▸ **Supplied passage**
——
Class VeniceSystemFactory

  • All Implemented Interfaces:
    java.io.Serializable, org.apache.samza.system.SystemFactory

    public class VeniceSystemFactory
    extends java.lang.Object
    implements org.apache.samza.system.SystemFactory, java.io.Serializable
    Samza jobs talk to either parent or child controller depending on the aggregate mode config. The decision of which controller should be used is made in VeniceSystemFactory. The "Primary Controller" term is used to refer to whichever controller the Samza job should talk to. The primary controller should be: 1. The parent controller when the Venice system is deployed in a multi-colo mode and either: a. PushType is PushType.BATCH or PushType.STREAM_REPROCESSING; or b. @deprecated PushType is PushType.STREAM and the job is configured to write data in AGGREGATE mode 2. The child controller when either: a. The Venice system is deployed in a single-colo mode; or b. The PushType is PushType.STREAM and the job is configured to write data in NON_AGGREGATE mode
    See Also:
    Serialized Form
    • Method Summary

      All Methods Instance Methods Concrete Methods Deprecated Methods 
      Modifier and Type Method Description
      protected org.apache.samza.system.SystemProducer createSystemProducer​(java.lang.String primaryControllerColoD2ZKHost, java.lang.String primaryControllerD2Service, java.lang.String storeName, Version.PushType venicePushType, java.lang.String samzaJobId, java.lang.String runningFabric, boolean verifyLatestProtocolPresent, org.apache.samza.config.Config config, java.util.Optional<SSLFactory> sslFactory, java.util.Optional<java.lang.String> partitioners)
      Deprecated.
      Left in to maintain backward compatibility
      protected org.apache.samza.system.SystemProducer createSystemProducer​(java.lang.String primaryControllerColoD2ZKHost, java.lang.String primaryControllerD2Service, java.lang.String storeName, Version.PushType venicePushType, java.lang.String samzaJobId, java.lang.String runningFabric, org.apache.samza.config.Config config, java.util.Optional<SSLFactory> sslFactory, java.util.Optional<java.lang.String> partitioners)
      Deprecated.
——
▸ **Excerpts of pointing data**
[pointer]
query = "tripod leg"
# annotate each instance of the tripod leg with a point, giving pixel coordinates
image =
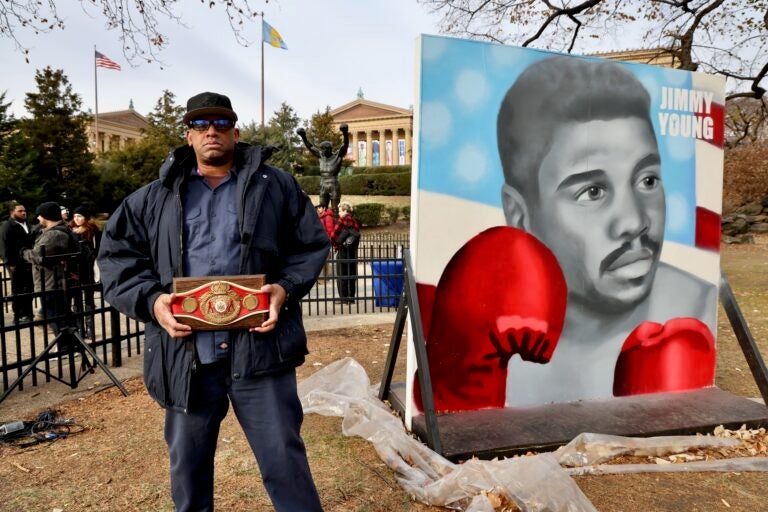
(103, 366)
(32, 366)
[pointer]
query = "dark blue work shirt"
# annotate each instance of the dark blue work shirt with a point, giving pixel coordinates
(211, 245)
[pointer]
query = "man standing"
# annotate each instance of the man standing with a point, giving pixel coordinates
(330, 166)
(218, 209)
(15, 237)
(54, 239)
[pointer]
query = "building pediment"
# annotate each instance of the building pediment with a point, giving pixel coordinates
(364, 109)
(127, 118)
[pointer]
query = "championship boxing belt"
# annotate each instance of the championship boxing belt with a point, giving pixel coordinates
(220, 302)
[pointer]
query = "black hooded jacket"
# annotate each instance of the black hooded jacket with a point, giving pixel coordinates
(141, 252)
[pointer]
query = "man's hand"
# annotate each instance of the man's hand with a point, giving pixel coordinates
(277, 297)
(163, 315)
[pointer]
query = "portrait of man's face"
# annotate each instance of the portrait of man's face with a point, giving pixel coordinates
(601, 210)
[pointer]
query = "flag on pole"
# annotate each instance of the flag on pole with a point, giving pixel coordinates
(272, 36)
(102, 61)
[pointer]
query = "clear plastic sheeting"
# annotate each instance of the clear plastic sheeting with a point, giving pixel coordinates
(533, 483)
(588, 449)
(736, 465)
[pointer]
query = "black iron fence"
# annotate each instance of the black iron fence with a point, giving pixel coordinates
(375, 275)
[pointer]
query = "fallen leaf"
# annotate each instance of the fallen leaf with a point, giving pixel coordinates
(21, 467)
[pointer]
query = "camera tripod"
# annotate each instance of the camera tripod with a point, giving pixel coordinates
(68, 340)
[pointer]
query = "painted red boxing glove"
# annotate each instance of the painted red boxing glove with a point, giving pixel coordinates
(676, 356)
(502, 293)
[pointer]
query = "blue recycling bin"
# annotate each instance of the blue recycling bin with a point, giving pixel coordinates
(387, 282)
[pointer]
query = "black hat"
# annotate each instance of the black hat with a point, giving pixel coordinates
(49, 211)
(209, 103)
(82, 210)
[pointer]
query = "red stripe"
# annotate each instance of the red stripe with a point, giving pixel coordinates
(707, 229)
(717, 114)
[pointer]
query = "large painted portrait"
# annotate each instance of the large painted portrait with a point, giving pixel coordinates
(565, 225)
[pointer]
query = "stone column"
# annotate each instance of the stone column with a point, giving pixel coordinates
(408, 144)
(369, 148)
(353, 141)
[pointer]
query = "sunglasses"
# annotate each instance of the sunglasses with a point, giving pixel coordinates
(220, 125)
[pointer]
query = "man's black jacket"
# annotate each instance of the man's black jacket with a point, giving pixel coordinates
(280, 236)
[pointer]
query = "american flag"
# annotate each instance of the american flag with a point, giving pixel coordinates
(102, 61)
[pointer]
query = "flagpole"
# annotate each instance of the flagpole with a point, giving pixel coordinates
(96, 97)
(262, 69)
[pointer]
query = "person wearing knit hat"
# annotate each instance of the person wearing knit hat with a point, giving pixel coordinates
(54, 239)
(89, 235)
(49, 211)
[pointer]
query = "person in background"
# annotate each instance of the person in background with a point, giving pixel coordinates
(16, 237)
(54, 239)
(329, 222)
(346, 238)
(89, 235)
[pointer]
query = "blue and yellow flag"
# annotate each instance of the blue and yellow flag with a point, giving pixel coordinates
(272, 36)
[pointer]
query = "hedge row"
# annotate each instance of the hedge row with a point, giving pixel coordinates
(382, 169)
(348, 170)
(390, 184)
(377, 214)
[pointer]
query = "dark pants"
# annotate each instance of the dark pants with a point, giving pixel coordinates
(22, 288)
(56, 310)
(346, 272)
(269, 412)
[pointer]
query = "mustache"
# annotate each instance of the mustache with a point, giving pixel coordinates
(646, 242)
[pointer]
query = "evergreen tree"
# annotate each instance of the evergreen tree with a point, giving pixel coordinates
(281, 133)
(166, 128)
(63, 165)
(17, 181)
(283, 127)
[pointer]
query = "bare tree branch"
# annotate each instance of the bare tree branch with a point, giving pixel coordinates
(137, 22)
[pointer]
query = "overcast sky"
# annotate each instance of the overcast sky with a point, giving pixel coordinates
(335, 47)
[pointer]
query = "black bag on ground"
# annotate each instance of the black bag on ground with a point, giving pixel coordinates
(348, 237)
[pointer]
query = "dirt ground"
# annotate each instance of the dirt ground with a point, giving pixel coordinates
(119, 462)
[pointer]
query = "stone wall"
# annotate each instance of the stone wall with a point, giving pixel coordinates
(737, 227)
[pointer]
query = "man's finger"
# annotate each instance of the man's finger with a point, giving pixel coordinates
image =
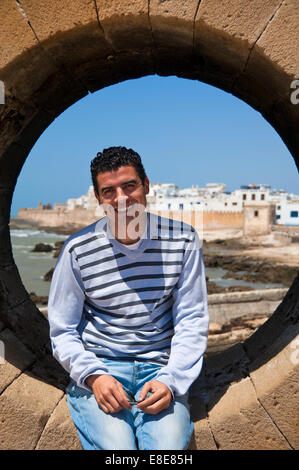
(151, 400)
(122, 398)
(146, 388)
(156, 407)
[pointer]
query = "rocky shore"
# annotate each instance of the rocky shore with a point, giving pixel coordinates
(246, 260)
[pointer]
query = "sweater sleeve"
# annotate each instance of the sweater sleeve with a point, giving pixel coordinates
(65, 307)
(191, 323)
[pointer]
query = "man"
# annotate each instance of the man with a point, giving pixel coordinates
(128, 316)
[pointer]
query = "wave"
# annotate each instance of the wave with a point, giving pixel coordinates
(32, 233)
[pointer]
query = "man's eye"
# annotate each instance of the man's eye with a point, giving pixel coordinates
(130, 186)
(107, 192)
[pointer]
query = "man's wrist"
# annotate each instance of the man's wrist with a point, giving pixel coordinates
(89, 381)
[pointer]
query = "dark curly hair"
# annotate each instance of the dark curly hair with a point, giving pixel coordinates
(111, 159)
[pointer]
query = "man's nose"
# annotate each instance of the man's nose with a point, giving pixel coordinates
(120, 195)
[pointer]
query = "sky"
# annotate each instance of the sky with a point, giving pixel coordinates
(186, 132)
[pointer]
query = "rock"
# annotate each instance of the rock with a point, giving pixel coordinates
(58, 248)
(48, 275)
(42, 248)
(38, 300)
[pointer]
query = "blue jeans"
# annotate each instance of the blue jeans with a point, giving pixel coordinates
(171, 429)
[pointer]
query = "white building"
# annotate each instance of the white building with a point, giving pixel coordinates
(213, 197)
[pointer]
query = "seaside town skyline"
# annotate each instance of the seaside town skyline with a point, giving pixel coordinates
(213, 197)
(185, 132)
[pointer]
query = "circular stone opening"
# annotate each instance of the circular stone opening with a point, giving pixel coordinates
(89, 48)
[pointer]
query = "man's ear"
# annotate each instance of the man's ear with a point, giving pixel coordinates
(146, 185)
(97, 196)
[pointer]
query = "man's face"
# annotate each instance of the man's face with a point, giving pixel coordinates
(122, 189)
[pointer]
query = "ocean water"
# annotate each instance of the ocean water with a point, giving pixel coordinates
(33, 266)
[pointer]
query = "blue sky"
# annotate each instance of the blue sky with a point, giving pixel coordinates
(186, 132)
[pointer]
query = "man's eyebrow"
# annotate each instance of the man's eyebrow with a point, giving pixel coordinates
(125, 182)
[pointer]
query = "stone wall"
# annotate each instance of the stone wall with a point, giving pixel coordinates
(245, 397)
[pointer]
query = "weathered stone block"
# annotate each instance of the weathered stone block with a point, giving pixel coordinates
(225, 32)
(69, 31)
(17, 358)
(125, 23)
(25, 407)
(172, 22)
(276, 385)
(202, 438)
(60, 432)
(22, 39)
(239, 422)
(279, 44)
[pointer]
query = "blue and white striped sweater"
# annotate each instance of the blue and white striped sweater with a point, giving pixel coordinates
(146, 304)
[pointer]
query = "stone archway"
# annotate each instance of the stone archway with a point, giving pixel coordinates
(54, 53)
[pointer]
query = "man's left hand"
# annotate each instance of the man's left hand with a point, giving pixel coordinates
(159, 400)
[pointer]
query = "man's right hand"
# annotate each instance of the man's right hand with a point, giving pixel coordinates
(109, 393)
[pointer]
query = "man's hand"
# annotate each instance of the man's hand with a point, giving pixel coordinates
(159, 400)
(109, 393)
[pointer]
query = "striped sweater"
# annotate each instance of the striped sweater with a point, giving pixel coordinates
(147, 304)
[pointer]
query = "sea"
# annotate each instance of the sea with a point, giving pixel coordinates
(33, 266)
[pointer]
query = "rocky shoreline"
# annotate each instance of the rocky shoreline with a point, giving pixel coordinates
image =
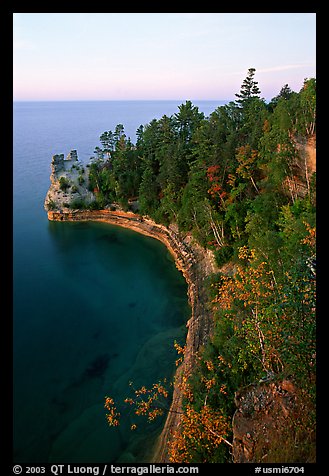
(196, 264)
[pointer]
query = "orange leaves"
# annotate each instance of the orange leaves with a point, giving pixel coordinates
(180, 350)
(205, 429)
(310, 239)
(249, 285)
(113, 416)
(145, 403)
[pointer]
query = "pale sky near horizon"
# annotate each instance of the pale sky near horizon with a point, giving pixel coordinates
(106, 56)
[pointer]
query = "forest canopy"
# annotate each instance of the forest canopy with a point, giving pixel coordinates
(239, 181)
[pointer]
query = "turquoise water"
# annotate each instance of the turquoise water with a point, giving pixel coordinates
(95, 306)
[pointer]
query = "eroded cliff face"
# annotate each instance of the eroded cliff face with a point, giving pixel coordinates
(268, 425)
(196, 264)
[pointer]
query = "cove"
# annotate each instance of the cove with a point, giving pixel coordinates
(111, 305)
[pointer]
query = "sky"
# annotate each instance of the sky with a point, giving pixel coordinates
(117, 56)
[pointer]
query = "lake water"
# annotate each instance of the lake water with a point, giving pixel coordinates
(95, 306)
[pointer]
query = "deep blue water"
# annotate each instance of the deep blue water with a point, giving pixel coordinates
(95, 306)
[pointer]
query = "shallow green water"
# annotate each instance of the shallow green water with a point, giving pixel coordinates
(107, 307)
——
▸ **Task list**
1. Name each PushType value that the VeniceSystemFactory documentation mentions.
2. Carry the VeniceSystemFactory documentation forward from its final line.

▸ **Expected responses**
1. PushType.BATCH, PushType.STREAM_REPROCESSING, PushType.STREAM

2.
      Left in to maintain backward compatibility
      protected VeniceSystemProducer createSystemProducer​(java.lang.String veniceChildD2ZkHost, java.lang.String primaryControllerColoD2ZKHost, java.lang.String primaryControllerD2Service, java.lang.String storeName, Version.PushType venicePushType, java.lang.String samzaJobId, java.lang.String runningFabric, boolean verifyLatestProtocolPresent, java.util.Optional<SSLFactory> sslFactory, java.util.Optional<java.lang.String> partitioners)
      Construct a new instance of VeniceSystemProducer
      protected VeniceSystemProducer createSystemProducer​(java.lang.String veniceChildD2ZkHost, java.lang.String primaryControllerColoD2ZKHost, java.lang.String primaryControllerD2Service, java.lang.String storeName, Version.PushType venicePushType, java.lang.String samzaJobId, java.lang.String runningFabric, boolean verifyLatestProtocolPresent, org.apache.samza.config.Config config, java.util.Optional<SSLFactory> sslFactory, java.util.Optional<java.lang.String> partitioners)
      Construct a new instance of VeniceSystemProducer
      void endStreamReprocessingSystemProducer​(org.apache.samza.system.SystemProducer systemProducer, boolean jobSucceed)
      RouterBasedPushMonitor will update the status of a SystemProducer with push type STREAM_REPROCESSING: END_OF_PUSH_RECEIVED: isActive -> false; isStreamReprocessingJobSucceeded -> true COMPLETED: isActive -> false; isStreamReprocessingJobSucceeded -> true ERROR: isActive -> false; isStreamReprocessingJobSucceeded -> false For all the other push job status, SystemProducer status will not be updated.
      org.apache.samza.system.SystemAdmin getAdmin​(java.lang.String systemName, org.apache.samza.config.Config config)  
      VeniceSystemProducer getClosableProducer​(java.lang.String systemName, org.apache.samza.config.Config config, org.apache.samza.metrics.MetricsRegistry registry)
      Convenience method to hide the ugliness of casting in just one place.
      org.apache.samza.system.SystemConsumer getConsumer​(java.lang.String systemName, org.apache.samza.config.Config config, org.apache.samza.metrics.MetricsRegistry registry)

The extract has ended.